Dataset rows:

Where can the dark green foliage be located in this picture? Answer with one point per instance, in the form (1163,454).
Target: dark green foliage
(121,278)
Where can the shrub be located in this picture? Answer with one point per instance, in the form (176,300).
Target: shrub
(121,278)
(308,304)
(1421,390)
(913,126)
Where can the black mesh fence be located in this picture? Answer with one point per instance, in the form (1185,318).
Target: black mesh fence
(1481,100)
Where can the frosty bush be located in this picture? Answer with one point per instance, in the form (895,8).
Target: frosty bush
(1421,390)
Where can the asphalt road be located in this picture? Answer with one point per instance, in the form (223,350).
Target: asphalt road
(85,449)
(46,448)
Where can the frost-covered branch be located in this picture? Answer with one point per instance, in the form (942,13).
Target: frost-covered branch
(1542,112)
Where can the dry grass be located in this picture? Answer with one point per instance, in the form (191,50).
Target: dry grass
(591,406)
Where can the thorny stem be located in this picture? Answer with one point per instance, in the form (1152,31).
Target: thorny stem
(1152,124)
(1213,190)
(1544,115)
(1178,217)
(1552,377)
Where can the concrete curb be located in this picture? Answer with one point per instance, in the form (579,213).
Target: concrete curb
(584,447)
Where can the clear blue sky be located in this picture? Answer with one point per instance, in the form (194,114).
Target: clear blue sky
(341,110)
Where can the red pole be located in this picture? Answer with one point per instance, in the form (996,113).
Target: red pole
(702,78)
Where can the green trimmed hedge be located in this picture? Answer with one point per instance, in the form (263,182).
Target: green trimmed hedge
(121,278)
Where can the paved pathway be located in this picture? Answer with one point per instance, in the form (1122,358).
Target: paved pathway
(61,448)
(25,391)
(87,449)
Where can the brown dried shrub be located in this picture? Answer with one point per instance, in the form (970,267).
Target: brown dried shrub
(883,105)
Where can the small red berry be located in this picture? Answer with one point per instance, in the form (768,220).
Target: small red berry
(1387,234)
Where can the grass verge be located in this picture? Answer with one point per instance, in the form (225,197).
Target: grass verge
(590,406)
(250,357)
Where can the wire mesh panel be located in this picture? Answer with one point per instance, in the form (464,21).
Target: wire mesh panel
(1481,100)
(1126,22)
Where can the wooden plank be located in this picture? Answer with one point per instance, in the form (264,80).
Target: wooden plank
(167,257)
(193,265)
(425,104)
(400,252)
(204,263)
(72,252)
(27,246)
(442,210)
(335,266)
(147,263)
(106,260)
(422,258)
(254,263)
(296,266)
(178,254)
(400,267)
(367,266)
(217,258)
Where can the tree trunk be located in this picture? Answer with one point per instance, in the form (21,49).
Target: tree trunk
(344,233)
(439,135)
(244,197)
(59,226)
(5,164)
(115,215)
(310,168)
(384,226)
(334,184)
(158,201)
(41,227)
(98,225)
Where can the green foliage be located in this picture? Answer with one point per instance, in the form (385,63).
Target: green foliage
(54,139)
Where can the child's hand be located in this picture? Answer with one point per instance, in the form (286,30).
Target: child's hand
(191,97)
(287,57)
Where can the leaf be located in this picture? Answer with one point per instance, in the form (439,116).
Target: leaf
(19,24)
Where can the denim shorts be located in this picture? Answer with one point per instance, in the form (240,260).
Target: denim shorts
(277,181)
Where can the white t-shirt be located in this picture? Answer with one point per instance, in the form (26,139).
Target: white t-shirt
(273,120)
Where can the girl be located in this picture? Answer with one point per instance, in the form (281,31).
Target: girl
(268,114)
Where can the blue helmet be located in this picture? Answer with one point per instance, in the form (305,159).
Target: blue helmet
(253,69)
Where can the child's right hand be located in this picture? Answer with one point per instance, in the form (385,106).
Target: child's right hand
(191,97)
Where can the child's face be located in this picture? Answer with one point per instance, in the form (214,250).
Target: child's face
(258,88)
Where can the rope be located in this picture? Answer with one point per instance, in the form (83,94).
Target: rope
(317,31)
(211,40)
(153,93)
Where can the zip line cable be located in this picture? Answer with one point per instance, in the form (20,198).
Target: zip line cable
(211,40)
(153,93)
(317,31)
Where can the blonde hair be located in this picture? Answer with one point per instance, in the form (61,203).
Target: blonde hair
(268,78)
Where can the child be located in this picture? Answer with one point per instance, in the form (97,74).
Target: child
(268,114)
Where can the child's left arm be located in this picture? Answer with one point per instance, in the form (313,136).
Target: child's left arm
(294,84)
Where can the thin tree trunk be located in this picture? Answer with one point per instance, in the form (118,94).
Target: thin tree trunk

THE EXERCISE:
Put every line of the records above into a numbered list, skipping any blank lines.

ANSWER TO THE PROBLEM:
1. Where can the dark green foliage be located in this picture? Answer with one point per instance, in the form (1163,454).
2. Target: dark green foliage
3. (121,278)
4. Where can the shrub be located in this picture? Answer with one point per instance, in the form (176,300).
5. Target: shrub
6. (121,278)
7. (308,304)
8. (1421,390)
9. (913,126)
10. Where can the black mesh fence be located in this picture? Answer with one point per instance, in the form (1185,318).
11. Target: black mesh fence
12. (1481,100)
13. Where can the frosty bush be located in this picture? Answer with one point per instance, in the form (895,8).
14. Target: frosty bush
15. (1421,390)
16. Where can the asphalt road be located in this picture? Answer with one point per instance, in the form (223,350).
17. Target: asphalt road
18. (85,449)
19. (46,448)
20. Where can the frost-covered branch be located in this picture? Answer with one point per instance, in the form (942,13).
21. Target: frost-covered branch
22. (1542,112)
23. Where can the dry grass be located in this picture? Answer with one point per instance, in the form (191,50).
24. Target: dry grass
25. (591,406)
26. Where can the thorny stem be located in this picture? Answer with one point per instance, in the form (1152,31).
27. Target: thorny stem
28. (1152,124)
29. (1213,190)
30. (1544,115)
31. (1178,217)
32. (1552,377)
33. Where can the concrete curb be located in this picture? Answer with one point per instance, in the form (579,213).
34. Target: concrete curb
35. (584,447)
36. Where can the clear blue sky be located in this picture? Answer with one point per instance, in the form (194,114).
37. Target: clear blue sky
38. (341,110)
39. Where can the red pole be located in this picture? Answer with one point per instance, in the form (996,113).
40. Target: red pole
41. (702,78)
42. Where can the green trimmed hedge be located in this picture? Answer with one point per instance, in the form (263,182).
43. Target: green trimmed hedge
44. (121,278)
45. Where can the paved pathway be located in this picture? Answer with one point per instance, in the form (1122,358).
46. Target: paved pathway
47. (61,448)
48. (25,391)
49. (87,449)
50. Where can the brown dried shrub be located in this picture? Answer with one point per instance, in the form (970,267).
51. Target: brown dried shrub
52. (883,105)
53. Where can the small red berry be located in this picture? Answer with one point per instance, in the form (768,220).
54. Target: small red berry
55. (1387,234)
56. Where can the grass verge be located in this picture? Answer with one point per instance, in the form (225,197).
57. Target: grass verge
58. (590,406)
59. (250,357)
60. Where can the wire mesh panel be located in this picture? Answer with one point per instance, in the form (464,21).
61. Target: wire mesh panel
62. (1481,100)
63. (1126,22)
64. Where can the wooden plank be located in this picture? Answer with one point per instance, in the form (264,80).
65. Target: wooden plank
66. (167,257)
67. (193,265)
68. (425,104)
69. (400,252)
70. (204,263)
71. (72,252)
72. (27,246)
73. (442,210)
74. (335,266)
75. (147,263)
76. (106,260)
77. (422,258)
78. (254,263)
79. (296,266)
80. (178,254)
81. (400,267)
82. (367,266)
83. (217,258)
84. Where can the tree trunk be located in this picture? Answer with one point per instance, in the form (21,49).
85. Target: tree trunk
86. (344,233)
87. (439,135)
88. (244,197)
89. (59,226)
90. (5,164)
91. (115,215)
92. (310,168)
93. (384,226)
94. (334,184)
95. (158,201)
96. (41,227)
97. (98,225)
98. Where can the green foliage be located in this picture? Answer with one point per instance, in the form (385,63).
99. Target: green foliage
100. (54,139)
101. Where can the child's hand be located in this picture? Answer with one point per instance, in the form (286,30).
102. Target: child's hand
103. (191,97)
104. (287,57)
105. Where can the leaf be located in this picture? Answer with one point per instance, in the form (439,116).
106. Target: leaf
107. (19,24)
108. Where can the denim shorts be located in this picture? Answer with one point per instance, in the form (240,260).
109. Target: denim shorts
110. (277,181)
111. Where can the white t-shirt be located in this picture? Answer with one point per instance, in the form (26,139).
112. Target: white t-shirt
113. (273,120)
114. Where can the girl be located in this picture? Answer with one point per instance, in the form (281,31).
115. Target: girl
116. (268,114)
117. Where can the blue helmet be located in this picture? Answer with one point per instance, in the form (305,159).
118. Target: blue helmet
119. (253,69)
120. Where can the child's right hand be located in this picture? Answer with one point per instance, in the form (385,106).
121. Target: child's right hand
122. (191,97)
123. Where can the child's face be located in this picture? Answer with one point per instance, in the form (214,250).
124. Target: child's face
125. (258,88)
126. Where can the rope be located in this picture? Answer with one point per instance, in the form (83,94).
127. Target: rope
128. (317,31)
129. (211,40)
130. (153,93)
131. Where can the zip line cable be located in this picture? Answer with one point per instance, in the form (20,198).
132. Target: zip line cable
133. (211,40)
134. (153,93)
135. (317,31)
136. Where can the blonde hair be located in this picture? Answer with one point per instance, in the form (61,203).
137. Target: blonde hair
138. (268,78)
139. Where can the child be located in this picture? Answer with one point per instance, in the form (97,74).
140. Target: child
141. (268,114)
142. Where can the child's left arm be located in this picture? Answer with one point per instance, in the form (313,136).
143. Target: child's left arm
144. (294,84)
145. Where can the thin tree trunk be located in this picture? Answer with one point per instance, in the form (118,94).
146. Target: thin tree trunk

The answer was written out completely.